■ **本文**
南郷谷は寒冷地という気象条件、僻地という自然条件、火山降灰地帯という三重苦の中にあった。江戸期の南郷の人々は秋の収穫期になると年貢米を馬の背に担わせて上大津の御蔵まで運んでいた。当時の年貢割り当ては、米俵では京桝用いて1俵三斗五升と定められていたが、南郷谷は大津御蔵までの苦役もあり1俵三斗と定められていた。これからも山越えの年貢米納めは村民にとって苦役だったと思われる。
南郷からの道には俵山越えがある。南郷側が七曲り、西原側が扇坂という。この護王峠越えは南郷から熊本城下に出る最短の道であった。加藤清正が熊本・南郷を通じる軍用道路として設定した日向往還でもあり、この峠越えは南郷から年貢米を大津御蔵に納めるための要路でもあった。江戸時代には公道として人々の通行や物資の運搬で賑わっていた。 この時代の南郷往還経路は長六橋ー九品寺ー大江ー保田窪ー道明ー高遊原ー扇坂ー七曲坂ー高森ー竹田であったが、今は熊本・高森線となり俵山をトンネルで抜ける自動車道になっている。
また他に、南郷谷から年貢米を大津御蔵に納めるための近道の間道として北向山越えの南郷往還があった。この往還は外牧村から山道を東に登り、北向山山頂近くの北側を横切りながら長陽村へ通じる人馬が通った道であった。現在この道は天然記念物保護区を経由している上に、現在古道の跡が残っていないところもあり、危険な場所も多く通り抜けが出来ない廃道になっている。

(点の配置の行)
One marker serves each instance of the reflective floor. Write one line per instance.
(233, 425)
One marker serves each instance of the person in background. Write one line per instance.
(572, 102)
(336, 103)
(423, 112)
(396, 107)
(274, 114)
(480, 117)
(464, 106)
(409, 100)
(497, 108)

■ **演習の構成**
**1)** 本文のうち、「南郷谷は寒冷地という気象条件」で始まり「が出来ない廃道になっている。」まで続く部分を、そのまま繰り返して書いてください。
**2)** 行のうち、「One marker serves each instance of the person」を含む行から行の最後までを、「person」を「pedestrian」に置き換え、ほかは一切変えずに書き直してください。

■ **解答全文**
**1)**
南郷谷は寒冷地という気象条件、僻地という自然条件、火山降灰地帯という三重苦の中にあった。江戸期の南郷の人々は秋の収穫期になると年貢米を馬の背に担わせて上大津の御蔵まで運んでいた。当時の年貢割り当ては、米俵では京桝用いて1俵三斗五升と定められていたが、南郷谷は大津御蔵までの苦役もあり1俵三斗と定められていた。これからも山越えの年貢米納めは村民にとって苦役だったと思われる。
南郷からの道には俵山越えがある。南郷側が七曲り、西原側が扇坂という。この護王峠越えは南郷から熊本城下に出る最短の道であった。加藤清正が熊本・南郷を通じる軍用道路として設定した日向往還でもあり、この峠越えは南郷から年貢米を大津御蔵に納めるための要路でもあった。江戸時代には公道として人々の通行や物資の運搬で賑わっていた。 この時代の南郷往還経路は長六橋ー九品寺ー大江ー保田窪ー道明ー高遊原ー扇坂ー七曲坂ー高森ー竹田であったが、今は熊本・高森線となり俵山をトンネルで抜ける自動車道になっている。
また他に、南郷谷から年貢米を大津御蔵に納めるための近道の間道として北向山越えの南郷往還があった。この往還は外牧村から山道を東に登り、北向山山頂近くの北側を横切りながら長陽村へ通じる人馬が通った道であった。現在この道は天然記念物保護区を経由している上に、現在古道の跡が残っていないところもあり、危険な場所も多く通り抜けが出来ない廃道になっている。

**2)**
One marker serves each instance of the pedestrian in background. Write one line per instance.
(572, 102)
(336, 103)
(423, 112)
(396, 107)
(274, 114)
(480, 117)
(464, 106)
(409, 100)
(497, 108)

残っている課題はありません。